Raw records
──────
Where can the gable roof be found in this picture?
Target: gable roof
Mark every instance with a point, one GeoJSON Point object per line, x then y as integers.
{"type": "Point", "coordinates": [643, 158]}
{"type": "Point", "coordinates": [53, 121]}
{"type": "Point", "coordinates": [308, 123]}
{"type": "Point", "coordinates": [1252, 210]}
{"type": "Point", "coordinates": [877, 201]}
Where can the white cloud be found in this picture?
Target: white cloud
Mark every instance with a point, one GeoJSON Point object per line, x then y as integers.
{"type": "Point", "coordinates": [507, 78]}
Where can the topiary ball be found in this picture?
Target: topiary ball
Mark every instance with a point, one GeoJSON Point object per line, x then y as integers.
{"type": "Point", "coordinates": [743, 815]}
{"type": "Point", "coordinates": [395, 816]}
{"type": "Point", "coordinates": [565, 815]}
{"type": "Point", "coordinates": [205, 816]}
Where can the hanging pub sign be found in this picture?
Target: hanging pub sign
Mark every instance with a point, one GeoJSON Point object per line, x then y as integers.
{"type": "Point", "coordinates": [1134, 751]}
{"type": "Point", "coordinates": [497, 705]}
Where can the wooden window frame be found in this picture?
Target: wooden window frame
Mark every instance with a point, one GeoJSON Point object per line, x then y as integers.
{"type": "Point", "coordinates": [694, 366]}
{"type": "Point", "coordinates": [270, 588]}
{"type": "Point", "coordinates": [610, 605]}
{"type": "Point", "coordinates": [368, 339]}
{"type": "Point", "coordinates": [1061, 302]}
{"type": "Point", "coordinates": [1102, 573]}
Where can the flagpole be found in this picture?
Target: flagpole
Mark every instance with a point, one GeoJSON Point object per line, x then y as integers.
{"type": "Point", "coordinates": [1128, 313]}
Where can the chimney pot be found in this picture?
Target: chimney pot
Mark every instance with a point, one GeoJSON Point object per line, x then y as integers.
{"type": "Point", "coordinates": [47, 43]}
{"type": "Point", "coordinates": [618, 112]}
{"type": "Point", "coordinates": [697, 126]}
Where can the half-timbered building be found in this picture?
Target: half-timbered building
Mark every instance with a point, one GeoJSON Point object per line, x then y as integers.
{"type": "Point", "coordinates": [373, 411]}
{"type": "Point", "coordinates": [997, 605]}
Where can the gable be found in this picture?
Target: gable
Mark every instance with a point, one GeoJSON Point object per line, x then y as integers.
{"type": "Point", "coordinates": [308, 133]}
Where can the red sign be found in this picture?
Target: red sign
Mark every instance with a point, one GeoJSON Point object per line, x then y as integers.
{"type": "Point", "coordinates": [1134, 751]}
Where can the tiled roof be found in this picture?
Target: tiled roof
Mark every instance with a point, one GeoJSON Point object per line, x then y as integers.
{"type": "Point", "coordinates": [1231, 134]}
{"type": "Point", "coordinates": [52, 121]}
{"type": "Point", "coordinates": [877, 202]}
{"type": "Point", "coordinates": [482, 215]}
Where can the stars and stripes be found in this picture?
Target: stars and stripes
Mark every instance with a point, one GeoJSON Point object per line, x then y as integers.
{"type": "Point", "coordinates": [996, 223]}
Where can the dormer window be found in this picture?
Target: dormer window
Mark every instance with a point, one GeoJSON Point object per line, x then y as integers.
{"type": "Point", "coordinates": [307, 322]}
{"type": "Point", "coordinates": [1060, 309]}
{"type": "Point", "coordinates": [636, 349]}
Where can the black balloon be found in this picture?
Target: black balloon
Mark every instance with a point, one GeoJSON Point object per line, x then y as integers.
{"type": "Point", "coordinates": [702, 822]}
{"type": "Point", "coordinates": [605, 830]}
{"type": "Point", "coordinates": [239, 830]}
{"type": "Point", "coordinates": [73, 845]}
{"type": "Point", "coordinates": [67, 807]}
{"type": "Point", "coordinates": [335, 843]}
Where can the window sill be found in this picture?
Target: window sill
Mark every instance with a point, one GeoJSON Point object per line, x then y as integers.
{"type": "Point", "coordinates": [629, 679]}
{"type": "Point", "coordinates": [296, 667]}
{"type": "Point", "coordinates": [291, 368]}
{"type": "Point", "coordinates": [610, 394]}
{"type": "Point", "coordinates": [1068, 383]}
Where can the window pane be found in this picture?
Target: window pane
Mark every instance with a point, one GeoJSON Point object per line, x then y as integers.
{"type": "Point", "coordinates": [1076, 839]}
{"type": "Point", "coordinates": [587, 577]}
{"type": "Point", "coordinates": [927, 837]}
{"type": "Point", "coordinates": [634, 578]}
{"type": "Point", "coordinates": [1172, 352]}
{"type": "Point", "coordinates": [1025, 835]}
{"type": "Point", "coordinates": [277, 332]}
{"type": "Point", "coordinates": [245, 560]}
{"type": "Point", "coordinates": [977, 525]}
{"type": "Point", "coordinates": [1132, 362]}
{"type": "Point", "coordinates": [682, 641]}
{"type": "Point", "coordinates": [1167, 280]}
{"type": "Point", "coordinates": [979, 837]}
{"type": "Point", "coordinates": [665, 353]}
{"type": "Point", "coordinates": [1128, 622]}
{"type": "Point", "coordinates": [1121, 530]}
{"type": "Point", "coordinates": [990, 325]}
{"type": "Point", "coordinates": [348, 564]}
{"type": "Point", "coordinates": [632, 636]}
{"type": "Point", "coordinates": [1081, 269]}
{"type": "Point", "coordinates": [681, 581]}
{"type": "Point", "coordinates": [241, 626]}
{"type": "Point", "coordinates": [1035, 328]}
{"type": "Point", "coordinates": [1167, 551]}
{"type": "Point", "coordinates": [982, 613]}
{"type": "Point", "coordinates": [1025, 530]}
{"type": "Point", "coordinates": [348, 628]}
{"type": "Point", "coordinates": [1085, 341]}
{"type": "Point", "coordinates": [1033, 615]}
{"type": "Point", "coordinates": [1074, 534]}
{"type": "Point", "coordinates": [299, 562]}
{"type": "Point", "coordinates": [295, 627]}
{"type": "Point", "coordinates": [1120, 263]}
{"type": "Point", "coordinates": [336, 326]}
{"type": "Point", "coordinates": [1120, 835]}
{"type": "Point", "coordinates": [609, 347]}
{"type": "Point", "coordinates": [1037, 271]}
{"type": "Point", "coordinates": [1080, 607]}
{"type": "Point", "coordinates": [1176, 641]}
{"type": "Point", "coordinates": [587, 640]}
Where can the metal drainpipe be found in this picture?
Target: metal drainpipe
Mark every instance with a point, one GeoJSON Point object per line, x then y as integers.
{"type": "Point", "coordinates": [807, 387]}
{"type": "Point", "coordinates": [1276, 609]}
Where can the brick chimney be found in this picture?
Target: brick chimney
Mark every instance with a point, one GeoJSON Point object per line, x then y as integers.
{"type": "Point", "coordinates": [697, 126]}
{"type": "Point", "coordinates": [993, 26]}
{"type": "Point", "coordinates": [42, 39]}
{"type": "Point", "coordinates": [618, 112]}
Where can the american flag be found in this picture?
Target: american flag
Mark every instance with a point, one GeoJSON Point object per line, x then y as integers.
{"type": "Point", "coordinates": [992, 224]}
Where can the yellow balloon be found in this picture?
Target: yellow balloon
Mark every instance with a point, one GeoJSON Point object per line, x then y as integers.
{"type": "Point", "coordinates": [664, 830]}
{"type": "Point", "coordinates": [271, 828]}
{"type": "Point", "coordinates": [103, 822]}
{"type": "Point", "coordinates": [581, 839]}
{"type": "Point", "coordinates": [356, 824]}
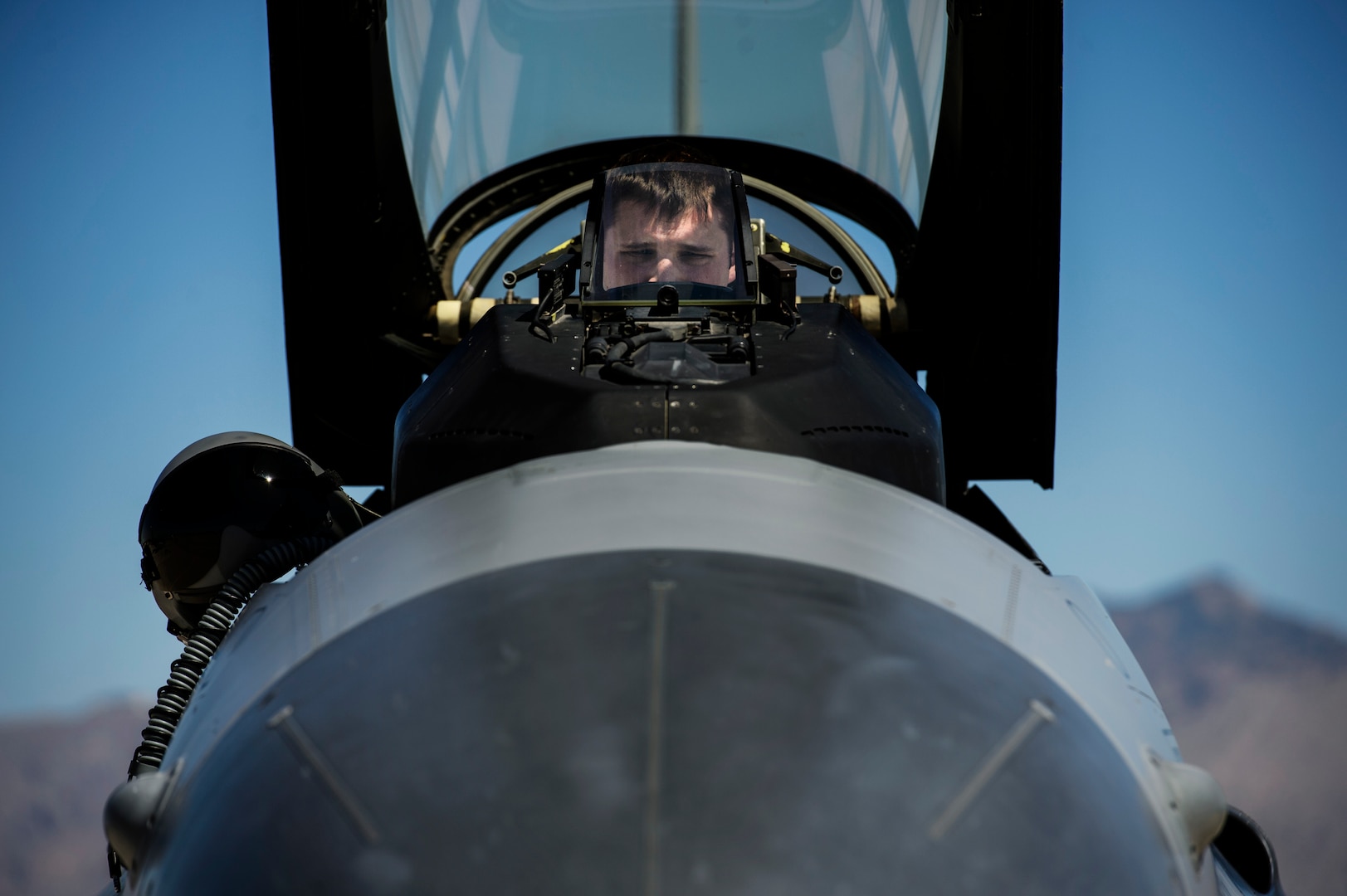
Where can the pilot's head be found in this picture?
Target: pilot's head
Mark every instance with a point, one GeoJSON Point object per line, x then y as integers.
{"type": "Point", "coordinates": [668, 222]}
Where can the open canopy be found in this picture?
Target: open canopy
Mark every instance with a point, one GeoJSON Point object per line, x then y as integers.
{"type": "Point", "coordinates": [480, 86]}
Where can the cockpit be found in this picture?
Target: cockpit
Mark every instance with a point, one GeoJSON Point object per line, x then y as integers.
{"type": "Point", "coordinates": [672, 313]}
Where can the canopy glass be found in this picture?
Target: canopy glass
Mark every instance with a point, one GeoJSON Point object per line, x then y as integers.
{"type": "Point", "coordinates": [482, 85]}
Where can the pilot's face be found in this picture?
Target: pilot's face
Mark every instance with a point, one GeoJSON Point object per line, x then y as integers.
{"type": "Point", "coordinates": [642, 247]}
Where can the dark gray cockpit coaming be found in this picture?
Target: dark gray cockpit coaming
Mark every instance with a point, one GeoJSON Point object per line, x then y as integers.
{"type": "Point", "coordinates": [663, 723]}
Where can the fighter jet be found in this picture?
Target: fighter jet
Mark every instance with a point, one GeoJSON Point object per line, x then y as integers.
{"type": "Point", "coordinates": [674, 334]}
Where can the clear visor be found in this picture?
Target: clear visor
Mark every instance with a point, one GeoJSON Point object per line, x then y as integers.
{"type": "Point", "coordinates": [667, 222]}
──────
* Direction *
Please rewrite the lines of the records as a JSON list of strings, one string per line with blank lines omitted, starting at the line that contains "Where can the fighter" and ending with the last line of the records, both included.

* Exercise answer *
[
  "Where can the fighter jet be found in this picture?",
  "Target: fighter jet",
  "Mark every instance with a point, one GeoJSON Point object per line, x then y as integers.",
  "{\"type\": \"Point\", \"coordinates\": [674, 334]}",
  "Where can the clear visor be found in this picture?",
  "Target: clear visor",
  "Mark every instance with a point, one GeoJSON Point object per line, x then y as integers.",
  "{\"type\": \"Point\", \"coordinates\": [667, 222]}"
]